_TASK DIRECTIONS:_ Output every line of the listing below as a JSON array of strings, one string per line, and leave out the blank lines.

_SOURCE DATA:_
--- Start ---

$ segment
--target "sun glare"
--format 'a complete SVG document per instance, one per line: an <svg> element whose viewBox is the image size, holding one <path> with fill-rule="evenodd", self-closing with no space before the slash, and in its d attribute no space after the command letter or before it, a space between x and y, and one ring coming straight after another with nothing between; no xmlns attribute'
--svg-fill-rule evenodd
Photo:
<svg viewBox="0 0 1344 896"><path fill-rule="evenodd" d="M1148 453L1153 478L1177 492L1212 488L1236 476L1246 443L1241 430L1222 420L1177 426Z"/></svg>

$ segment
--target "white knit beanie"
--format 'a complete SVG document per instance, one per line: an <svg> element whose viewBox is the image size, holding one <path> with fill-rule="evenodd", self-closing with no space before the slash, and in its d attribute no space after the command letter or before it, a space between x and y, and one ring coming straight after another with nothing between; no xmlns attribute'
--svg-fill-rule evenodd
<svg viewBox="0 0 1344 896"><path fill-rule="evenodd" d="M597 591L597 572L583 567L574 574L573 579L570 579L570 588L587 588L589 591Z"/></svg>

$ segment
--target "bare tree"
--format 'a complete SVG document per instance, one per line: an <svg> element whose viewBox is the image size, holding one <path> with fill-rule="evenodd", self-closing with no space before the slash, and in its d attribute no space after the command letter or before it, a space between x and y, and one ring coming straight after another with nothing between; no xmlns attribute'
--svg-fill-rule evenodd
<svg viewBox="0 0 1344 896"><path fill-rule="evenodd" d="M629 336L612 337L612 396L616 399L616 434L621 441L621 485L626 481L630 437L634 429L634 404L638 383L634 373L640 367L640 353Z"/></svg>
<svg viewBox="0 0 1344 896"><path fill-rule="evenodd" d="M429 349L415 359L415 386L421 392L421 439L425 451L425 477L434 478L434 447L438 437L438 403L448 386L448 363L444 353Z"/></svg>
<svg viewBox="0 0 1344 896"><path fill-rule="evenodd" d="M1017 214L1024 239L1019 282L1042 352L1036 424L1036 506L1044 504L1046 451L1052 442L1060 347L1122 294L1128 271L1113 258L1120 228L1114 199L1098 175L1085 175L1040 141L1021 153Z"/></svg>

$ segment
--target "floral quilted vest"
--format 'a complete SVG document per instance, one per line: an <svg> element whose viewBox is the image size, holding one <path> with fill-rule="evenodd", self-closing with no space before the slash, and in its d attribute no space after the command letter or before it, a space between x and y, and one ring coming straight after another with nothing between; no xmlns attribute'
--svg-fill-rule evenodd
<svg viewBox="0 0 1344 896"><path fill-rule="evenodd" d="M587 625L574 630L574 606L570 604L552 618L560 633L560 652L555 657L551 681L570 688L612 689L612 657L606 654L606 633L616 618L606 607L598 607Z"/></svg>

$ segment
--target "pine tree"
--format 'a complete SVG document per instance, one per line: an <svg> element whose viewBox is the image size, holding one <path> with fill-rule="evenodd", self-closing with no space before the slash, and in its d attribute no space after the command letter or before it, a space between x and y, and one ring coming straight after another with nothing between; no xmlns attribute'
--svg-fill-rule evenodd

--- End ---

_CORRECT OUTPUT:_
[
  "$ segment",
  "--target \"sun glare\"",
  "--format 'a complete SVG document per instance, one per line: an <svg> element whose viewBox is the image size, holding one <path> with fill-rule=\"evenodd\", self-closing with no space before the slash, and in its d attribute no space after the command letter or before it, a space between x and y, and one ring coming straight after another with nothing between; no xmlns attribute'",
  "--svg-fill-rule evenodd",
  "Photo:",
  "<svg viewBox=\"0 0 1344 896\"><path fill-rule=\"evenodd\" d=\"M1148 453L1153 478L1177 492L1212 488L1236 476L1246 443L1241 430L1222 420L1177 426Z\"/></svg>",
  "$ segment",
  "--target \"white knit beanie\"",
  "--format 'a complete SVG document per instance, one per line: an <svg> element whose viewBox is the image size, holding one <path> with fill-rule=\"evenodd\", self-closing with no space before the slash, and in its d attribute no space after the command letter or before it, a space between x and y, and one ring coming straight after another with nothing between; no xmlns attribute'",
  "--svg-fill-rule evenodd",
  "<svg viewBox=\"0 0 1344 896\"><path fill-rule=\"evenodd\" d=\"M597 591L597 572L583 567L574 574L573 579L570 579L570 588L587 588L589 591Z\"/></svg>",
  "$ segment",
  "--target \"bare tree\"",
  "--format 'a complete SVG document per instance, one per line: an <svg> element whose viewBox is the image size, holding one <path> with fill-rule=\"evenodd\", self-closing with no space before the slash, and in its d attribute no space after the command letter or before it, a space between x and y, and one ring coming straight after another with nothing between; no xmlns attribute'",
  "--svg-fill-rule evenodd",
  "<svg viewBox=\"0 0 1344 896\"><path fill-rule=\"evenodd\" d=\"M629 336L612 337L612 396L616 399L616 434L621 441L621 485L626 481L630 437L634 429L634 404L638 383L634 373L640 367L640 353Z\"/></svg>",
  "<svg viewBox=\"0 0 1344 896\"><path fill-rule=\"evenodd\" d=\"M429 349L415 359L415 386L421 392L421 439L425 451L425 477L434 478L434 447L438 437L438 403L448 386L448 363L444 353Z\"/></svg>",
  "<svg viewBox=\"0 0 1344 896\"><path fill-rule=\"evenodd\" d=\"M1017 214L1024 239L1019 282L1042 352L1036 424L1036 506L1044 504L1046 451L1052 442L1060 347L1122 294L1128 271L1113 258L1120 228L1114 199L1098 175L1085 175L1040 141L1021 153Z\"/></svg>",
  "$ segment",
  "--target \"floral quilted vest\"",
  "--format 'a complete SVG document per instance, one per line: an <svg> element whose viewBox is the image size, holding one <path> with fill-rule=\"evenodd\", self-closing with no space before the slash, and in its d attribute no space after the command letter or before it, a space between x and y, and one ring coming straight after another with nothing between; no xmlns attribute'",
  "--svg-fill-rule evenodd",
  "<svg viewBox=\"0 0 1344 896\"><path fill-rule=\"evenodd\" d=\"M587 625L574 630L574 606L570 604L552 618L560 633L560 652L555 657L551 681L570 688L612 689L612 657L606 654L606 633L616 618L606 607L598 607Z\"/></svg>",
  "$ segment",
  "--target \"pine tree\"",
  "--format 'a complete SVG document per instance, one per line: an <svg> element whose viewBox is the image size, holding one <path> with fill-rule=\"evenodd\", self-closing with no space before the slash, and in its d attribute no space after the command letter or before it, a space between x and y, and one ring coming straight after another with nothing between; no xmlns attribute'",
  "--svg-fill-rule evenodd"
]